PROBLEM TO WORK ON ▸
Transcribe every record exactly.

DATA SUPPLIED ▸
((
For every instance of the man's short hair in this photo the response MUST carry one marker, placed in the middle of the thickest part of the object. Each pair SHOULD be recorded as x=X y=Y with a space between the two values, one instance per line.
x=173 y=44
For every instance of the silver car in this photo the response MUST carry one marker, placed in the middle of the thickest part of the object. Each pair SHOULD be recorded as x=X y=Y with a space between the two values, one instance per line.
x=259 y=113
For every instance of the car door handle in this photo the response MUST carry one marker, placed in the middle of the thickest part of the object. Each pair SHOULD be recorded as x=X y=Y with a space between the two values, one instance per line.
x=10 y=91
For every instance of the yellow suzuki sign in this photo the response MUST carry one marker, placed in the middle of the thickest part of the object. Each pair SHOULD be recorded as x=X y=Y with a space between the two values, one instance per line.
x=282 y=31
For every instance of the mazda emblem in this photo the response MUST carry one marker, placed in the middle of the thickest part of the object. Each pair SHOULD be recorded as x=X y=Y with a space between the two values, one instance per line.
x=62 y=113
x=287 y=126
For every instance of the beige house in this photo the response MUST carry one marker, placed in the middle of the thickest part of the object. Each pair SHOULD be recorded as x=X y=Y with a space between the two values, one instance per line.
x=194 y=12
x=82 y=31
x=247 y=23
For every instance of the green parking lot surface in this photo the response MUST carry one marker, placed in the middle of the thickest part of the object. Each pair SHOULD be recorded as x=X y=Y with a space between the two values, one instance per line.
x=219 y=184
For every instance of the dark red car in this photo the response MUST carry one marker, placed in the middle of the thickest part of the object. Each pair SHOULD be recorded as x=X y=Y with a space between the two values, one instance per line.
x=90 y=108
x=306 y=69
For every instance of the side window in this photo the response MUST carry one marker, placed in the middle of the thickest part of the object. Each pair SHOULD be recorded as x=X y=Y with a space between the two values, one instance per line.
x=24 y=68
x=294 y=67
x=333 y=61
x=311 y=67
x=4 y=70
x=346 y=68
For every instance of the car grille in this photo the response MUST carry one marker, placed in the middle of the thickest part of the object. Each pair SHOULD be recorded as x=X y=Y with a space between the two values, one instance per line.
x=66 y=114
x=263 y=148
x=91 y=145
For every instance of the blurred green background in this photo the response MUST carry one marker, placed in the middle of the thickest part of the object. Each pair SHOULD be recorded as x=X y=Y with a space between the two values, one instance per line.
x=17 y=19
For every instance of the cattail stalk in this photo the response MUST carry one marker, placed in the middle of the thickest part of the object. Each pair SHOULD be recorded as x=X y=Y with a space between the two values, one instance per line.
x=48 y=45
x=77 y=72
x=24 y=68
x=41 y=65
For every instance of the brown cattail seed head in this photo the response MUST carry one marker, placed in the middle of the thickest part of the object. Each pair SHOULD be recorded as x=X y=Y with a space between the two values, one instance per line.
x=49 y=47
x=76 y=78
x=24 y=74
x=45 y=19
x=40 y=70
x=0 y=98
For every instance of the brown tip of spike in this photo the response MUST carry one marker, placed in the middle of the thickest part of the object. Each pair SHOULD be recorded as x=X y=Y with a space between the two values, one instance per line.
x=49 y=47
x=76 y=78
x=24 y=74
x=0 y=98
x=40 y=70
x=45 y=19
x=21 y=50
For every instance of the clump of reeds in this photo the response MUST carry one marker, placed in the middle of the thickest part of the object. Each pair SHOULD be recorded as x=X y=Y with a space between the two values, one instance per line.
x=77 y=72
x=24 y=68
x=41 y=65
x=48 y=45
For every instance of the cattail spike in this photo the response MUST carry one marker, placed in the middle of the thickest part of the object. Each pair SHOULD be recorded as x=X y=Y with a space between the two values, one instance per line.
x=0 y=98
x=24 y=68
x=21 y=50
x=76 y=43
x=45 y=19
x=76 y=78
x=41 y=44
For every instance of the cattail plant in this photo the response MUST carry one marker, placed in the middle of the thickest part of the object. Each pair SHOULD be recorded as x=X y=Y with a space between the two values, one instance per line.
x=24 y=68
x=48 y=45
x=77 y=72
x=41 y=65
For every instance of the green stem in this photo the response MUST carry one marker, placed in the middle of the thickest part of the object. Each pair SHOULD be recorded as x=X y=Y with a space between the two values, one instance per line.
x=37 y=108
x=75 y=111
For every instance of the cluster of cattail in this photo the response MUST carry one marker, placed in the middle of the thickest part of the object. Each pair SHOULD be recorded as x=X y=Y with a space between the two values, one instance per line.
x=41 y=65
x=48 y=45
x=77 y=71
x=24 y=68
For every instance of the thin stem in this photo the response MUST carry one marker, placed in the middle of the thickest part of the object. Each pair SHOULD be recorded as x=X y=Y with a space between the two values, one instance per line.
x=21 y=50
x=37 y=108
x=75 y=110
))
COMPLETED TASK ▸
For every instance of the man's short hair in this photo the response MUST carry one marker, placed in the middle of the thickest part of the object. Each pair SHOULD be recorded as x=X y=Y with a space between the two values, one instance per line.
x=173 y=44
For every instance of the silver car in this photo the response MUST carry one marker, placed in the middle of the thickest part of the object. Each pair SHOULD be recorded as x=X y=Y with a space between the two values, one instance per line.
x=259 y=113
For every instance of the car door handle in this photo the response MUST carry one marker, placed in the middle of the thickest part of the object. Each pair SHOULD be recorded as x=X y=Y with a space between the two values, one instance per line.
x=10 y=91
For every instance of the yellow suzuki sign in this photo the response MUST carry one marker, placed in the middle of the thickest part of the object. Each pair SHOULD be recorded as x=X y=Y with a space between the two values, one instance per line.
x=282 y=31
For every instance of the mazda emblem in this photo the response MUST carry one marker, placed in the middle of the thickest part of the object. Each pair SHOULD be recorded as x=X y=Y with a space between the two values, one instance per line.
x=62 y=113
x=287 y=126
For every instance of the beige house in this photo the response MUST carry one marker, placed in the middle of the thickest part of the object. Each pair SHOULD be recorded as x=X y=Y with a space between the two values, one instance per line.
x=194 y=12
x=82 y=31
x=247 y=23
For every instance of the green parking lot surface in this photo the response MUST carry one marker, placed in the middle of the thickest part of the object. Each pair SHOULD be recorded as x=X y=Y with a space between the two values, one instance per line.
x=219 y=184
For every instance of the dark red car in this photo the response MUST carry one marker, placed in the middle of the thickest part of the object. Each pair SHOULD be recorded as x=X y=Y with a space between the two values, one instance per line.
x=90 y=108
x=306 y=69
For every instance of the side window in this photo the response MUST carry one marker, placed in the middle of the thickest part of the object. Each pair SHOULD be recorded as x=X y=Y with a space between the two values, one instance per line.
x=24 y=68
x=294 y=67
x=333 y=61
x=311 y=67
x=4 y=70
x=346 y=68
For every instance of the car grille in this photo the response MUST carry one marker, placed in the middle of the thickest part of the object. Each pair SHOULD be recorded as x=X y=Y with a space between the two values, one instance per line.
x=66 y=114
x=263 y=148
x=91 y=145
For every instance of the blurred green background in this photo the response MUST carry one marker, placed in the middle of the thickest part of the object. Each pair SHOULD be recorded as x=X y=Y with a space between the two values, one instance per line.
x=17 y=19
For every instance of the cattail stalk in this photo the response MUST carry one marker, placed in the middle of the thickest part of the object. Each pair SHOULD be recorded as x=X y=Y with a space between the two values, one instance per line.
x=48 y=45
x=77 y=72
x=24 y=68
x=41 y=65
For every instance of the brown cattail seed head in this photo the response MUST carry one marker, placed in the middle of the thickest part of the object. Each pair SHOULD be recorded as x=X y=Y with a space between the two values, one instance per line.
x=49 y=47
x=76 y=78
x=24 y=74
x=45 y=19
x=40 y=70
x=0 y=98
For every instance of the brown tip of spike in this photo the response MUST carry one marker, placed in the middle of the thickest part of the object. Each pair SHOULD be recorded as x=X y=Y with a space between the two values, one instance per line.
x=49 y=47
x=76 y=78
x=24 y=74
x=0 y=98
x=40 y=70
x=45 y=19
x=21 y=50
For every instance of the clump of reeds in this photo the response MUST carry one marker, placed in the middle of the thickest part of the object. Each pair SHOULD be recorded as x=X y=Y with a space between the two values, one instance per line.
x=77 y=72
x=24 y=68
x=41 y=65
x=48 y=45
For every instance of the cattail spike in this photo the response MUST carry one marker, placed in the middle of the thickest part of the object. Each pair SHOULD be recorded as x=X y=Y with a space between the two values, one instance per line.
x=0 y=98
x=24 y=68
x=21 y=50
x=76 y=43
x=45 y=19
x=76 y=78
x=41 y=44
For every instance of the cattail plant in this photo the response MUST carry one marker, placed in the middle of the thickest part of the object. Each pair SHOULD be recorded as x=X y=Y with a space between the two values, one instance per line.
x=24 y=68
x=48 y=45
x=77 y=72
x=41 y=65
For every instance of the green stem in this photo the response MUST carry one marker, placed in the middle of the thickest part of the object. Each pair SHOULD be recorded as x=X y=Y with a space between the two values, one instance per line.
x=37 y=108
x=75 y=111
For every instance of the cluster of cattail in this photo the response MUST carry one marker, placed in the middle of the thickest part of the object. Each pair SHOULD be recorded as x=X y=Y with a space between the two values, one instance per line.
x=41 y=65
x=48 y=45
x=77 y=71
x=24 y=68
For every instance of the thin stem in this photo the response MUST carry one marker, placed in the middle of the thickest part of the object. Each pair SHOULD be recorded as x=X y=Y with a space between the two values, one instance per line.
x=21 y=50
x=37 y=108
x=75 y=110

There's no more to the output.